# GIVEN REQUEST:
Count the lines in the material below that contain the string "field", treating uppercase and lowercase as different, and reply with only the number.

# INPUT ROWS:
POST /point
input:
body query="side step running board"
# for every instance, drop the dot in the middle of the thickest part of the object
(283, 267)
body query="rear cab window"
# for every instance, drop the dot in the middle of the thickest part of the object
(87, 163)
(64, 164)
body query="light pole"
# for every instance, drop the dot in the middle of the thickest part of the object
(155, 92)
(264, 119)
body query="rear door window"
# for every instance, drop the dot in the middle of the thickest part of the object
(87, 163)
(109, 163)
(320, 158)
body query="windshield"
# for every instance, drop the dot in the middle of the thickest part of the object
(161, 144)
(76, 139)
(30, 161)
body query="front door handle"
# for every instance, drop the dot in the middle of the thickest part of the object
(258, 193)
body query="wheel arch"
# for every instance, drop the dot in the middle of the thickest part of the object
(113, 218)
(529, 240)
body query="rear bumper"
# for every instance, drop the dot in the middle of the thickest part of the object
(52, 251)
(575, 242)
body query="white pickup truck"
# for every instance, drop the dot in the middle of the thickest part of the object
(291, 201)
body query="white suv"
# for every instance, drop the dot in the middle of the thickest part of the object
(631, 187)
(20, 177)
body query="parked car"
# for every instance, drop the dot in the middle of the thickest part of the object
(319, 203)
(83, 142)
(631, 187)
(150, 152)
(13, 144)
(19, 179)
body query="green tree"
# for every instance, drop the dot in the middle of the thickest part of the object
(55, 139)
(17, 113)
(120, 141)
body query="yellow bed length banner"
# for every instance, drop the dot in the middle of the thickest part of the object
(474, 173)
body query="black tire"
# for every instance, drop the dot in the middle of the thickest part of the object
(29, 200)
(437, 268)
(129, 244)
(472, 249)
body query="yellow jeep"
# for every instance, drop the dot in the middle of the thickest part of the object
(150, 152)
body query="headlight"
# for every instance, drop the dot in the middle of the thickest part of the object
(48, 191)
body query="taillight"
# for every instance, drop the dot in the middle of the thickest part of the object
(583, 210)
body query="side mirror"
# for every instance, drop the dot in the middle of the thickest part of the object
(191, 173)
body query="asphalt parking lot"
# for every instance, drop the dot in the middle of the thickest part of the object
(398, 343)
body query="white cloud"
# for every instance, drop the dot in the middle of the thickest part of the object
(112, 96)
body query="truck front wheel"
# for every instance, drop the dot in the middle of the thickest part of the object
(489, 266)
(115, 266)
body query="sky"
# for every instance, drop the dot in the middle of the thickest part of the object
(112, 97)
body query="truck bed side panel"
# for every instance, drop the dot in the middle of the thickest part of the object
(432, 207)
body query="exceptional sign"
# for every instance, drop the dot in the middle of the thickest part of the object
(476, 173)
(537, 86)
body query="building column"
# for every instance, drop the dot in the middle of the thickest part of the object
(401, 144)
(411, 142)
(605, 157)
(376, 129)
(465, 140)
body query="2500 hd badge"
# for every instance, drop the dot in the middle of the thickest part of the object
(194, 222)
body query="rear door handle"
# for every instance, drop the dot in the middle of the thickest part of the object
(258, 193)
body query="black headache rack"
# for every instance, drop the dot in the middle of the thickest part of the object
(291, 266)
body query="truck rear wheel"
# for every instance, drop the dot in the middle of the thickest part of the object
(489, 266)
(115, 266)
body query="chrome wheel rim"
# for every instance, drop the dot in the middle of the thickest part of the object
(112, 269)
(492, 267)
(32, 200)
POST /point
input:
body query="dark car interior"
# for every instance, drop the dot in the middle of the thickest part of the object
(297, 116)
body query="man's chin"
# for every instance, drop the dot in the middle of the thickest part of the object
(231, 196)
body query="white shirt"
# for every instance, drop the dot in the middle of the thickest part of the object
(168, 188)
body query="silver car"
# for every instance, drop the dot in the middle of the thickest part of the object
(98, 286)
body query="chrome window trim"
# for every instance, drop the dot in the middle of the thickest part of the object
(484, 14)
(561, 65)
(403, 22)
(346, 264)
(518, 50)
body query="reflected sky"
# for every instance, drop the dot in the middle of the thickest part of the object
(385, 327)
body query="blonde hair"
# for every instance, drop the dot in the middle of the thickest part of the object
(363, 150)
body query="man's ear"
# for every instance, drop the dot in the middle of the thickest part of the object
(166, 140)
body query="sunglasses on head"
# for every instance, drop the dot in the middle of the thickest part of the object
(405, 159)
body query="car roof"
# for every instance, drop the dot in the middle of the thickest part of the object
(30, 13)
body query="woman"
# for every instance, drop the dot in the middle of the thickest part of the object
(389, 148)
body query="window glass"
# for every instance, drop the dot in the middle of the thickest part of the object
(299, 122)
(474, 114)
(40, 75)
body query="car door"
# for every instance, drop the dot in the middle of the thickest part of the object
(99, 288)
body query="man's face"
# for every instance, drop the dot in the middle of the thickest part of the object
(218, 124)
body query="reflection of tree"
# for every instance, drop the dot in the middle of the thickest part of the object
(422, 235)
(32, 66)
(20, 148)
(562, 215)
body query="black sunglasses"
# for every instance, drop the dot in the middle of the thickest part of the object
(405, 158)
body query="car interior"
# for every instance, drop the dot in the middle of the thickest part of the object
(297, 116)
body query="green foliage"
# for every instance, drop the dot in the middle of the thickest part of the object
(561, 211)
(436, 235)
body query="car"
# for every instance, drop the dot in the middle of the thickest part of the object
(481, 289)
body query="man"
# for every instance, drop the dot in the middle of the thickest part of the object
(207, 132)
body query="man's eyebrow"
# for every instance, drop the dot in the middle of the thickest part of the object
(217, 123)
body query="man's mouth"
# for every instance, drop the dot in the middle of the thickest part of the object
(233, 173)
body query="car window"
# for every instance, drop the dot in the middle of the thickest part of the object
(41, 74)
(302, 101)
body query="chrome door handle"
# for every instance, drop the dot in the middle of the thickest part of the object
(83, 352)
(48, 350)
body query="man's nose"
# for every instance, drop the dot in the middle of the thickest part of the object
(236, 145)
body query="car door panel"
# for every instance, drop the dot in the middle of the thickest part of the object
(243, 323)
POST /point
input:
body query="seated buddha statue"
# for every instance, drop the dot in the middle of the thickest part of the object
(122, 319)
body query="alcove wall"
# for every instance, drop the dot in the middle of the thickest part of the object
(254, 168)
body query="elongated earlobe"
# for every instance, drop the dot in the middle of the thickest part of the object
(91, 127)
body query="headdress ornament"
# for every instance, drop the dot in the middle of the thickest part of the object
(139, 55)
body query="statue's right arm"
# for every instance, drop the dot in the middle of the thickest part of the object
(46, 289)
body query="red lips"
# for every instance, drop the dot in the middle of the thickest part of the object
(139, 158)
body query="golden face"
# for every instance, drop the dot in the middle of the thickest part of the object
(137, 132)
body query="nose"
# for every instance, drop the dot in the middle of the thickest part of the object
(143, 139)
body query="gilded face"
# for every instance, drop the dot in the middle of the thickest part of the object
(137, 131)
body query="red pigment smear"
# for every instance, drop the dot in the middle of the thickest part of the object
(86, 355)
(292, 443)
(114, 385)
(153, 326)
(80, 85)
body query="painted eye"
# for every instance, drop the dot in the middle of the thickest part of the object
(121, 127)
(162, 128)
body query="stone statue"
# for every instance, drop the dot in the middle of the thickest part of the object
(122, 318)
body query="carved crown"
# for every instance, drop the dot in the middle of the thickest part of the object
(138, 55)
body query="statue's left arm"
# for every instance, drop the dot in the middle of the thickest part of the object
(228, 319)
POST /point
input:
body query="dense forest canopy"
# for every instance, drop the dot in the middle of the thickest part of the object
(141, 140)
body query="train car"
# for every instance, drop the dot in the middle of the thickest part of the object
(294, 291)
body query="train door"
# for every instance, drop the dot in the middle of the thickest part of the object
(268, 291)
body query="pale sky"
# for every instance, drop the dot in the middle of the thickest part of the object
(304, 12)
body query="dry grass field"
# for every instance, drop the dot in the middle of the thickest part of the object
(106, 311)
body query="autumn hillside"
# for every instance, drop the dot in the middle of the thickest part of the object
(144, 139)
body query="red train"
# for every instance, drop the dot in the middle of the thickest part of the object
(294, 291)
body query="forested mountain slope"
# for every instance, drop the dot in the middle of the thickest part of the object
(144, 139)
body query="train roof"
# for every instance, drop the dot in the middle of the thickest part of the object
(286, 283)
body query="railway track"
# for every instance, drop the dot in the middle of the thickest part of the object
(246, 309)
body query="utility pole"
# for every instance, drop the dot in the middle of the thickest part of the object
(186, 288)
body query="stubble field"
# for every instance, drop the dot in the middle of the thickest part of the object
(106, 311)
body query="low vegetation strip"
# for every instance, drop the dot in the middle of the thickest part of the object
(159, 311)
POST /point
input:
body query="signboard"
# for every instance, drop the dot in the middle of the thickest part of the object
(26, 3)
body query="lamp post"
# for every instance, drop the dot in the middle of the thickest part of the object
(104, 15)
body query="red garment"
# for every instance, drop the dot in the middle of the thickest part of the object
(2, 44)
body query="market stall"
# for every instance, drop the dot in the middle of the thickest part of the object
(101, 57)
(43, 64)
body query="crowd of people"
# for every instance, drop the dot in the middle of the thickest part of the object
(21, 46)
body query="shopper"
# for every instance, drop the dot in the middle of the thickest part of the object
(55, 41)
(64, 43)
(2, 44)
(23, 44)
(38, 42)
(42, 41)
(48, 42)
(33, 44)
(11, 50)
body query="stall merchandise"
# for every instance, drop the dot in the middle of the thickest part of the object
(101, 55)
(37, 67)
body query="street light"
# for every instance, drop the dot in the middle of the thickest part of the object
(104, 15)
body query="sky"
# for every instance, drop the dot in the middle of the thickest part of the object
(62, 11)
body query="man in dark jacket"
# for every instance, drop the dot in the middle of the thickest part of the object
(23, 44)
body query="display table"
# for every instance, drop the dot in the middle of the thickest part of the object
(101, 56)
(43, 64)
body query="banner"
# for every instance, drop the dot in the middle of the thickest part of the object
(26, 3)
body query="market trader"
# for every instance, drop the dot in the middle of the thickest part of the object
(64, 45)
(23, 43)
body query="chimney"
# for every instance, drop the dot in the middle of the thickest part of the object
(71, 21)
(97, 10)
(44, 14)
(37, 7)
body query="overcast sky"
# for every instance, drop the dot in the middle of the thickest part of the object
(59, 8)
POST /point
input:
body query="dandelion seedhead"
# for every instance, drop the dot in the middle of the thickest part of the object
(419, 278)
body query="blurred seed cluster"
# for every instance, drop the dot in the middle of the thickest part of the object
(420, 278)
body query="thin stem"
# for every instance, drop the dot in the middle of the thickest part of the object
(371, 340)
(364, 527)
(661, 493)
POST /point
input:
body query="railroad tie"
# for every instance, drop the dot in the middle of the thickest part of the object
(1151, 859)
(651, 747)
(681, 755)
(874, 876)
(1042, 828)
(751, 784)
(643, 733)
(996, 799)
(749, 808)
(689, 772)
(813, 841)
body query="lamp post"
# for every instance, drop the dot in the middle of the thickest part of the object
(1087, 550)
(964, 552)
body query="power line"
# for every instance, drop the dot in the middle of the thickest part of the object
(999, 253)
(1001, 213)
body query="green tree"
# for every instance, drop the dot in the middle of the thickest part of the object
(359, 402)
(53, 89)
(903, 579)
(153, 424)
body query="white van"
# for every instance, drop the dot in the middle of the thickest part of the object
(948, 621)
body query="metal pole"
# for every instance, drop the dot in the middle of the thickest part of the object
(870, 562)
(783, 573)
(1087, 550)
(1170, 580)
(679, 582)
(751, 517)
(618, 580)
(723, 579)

# TASK RESULT:
2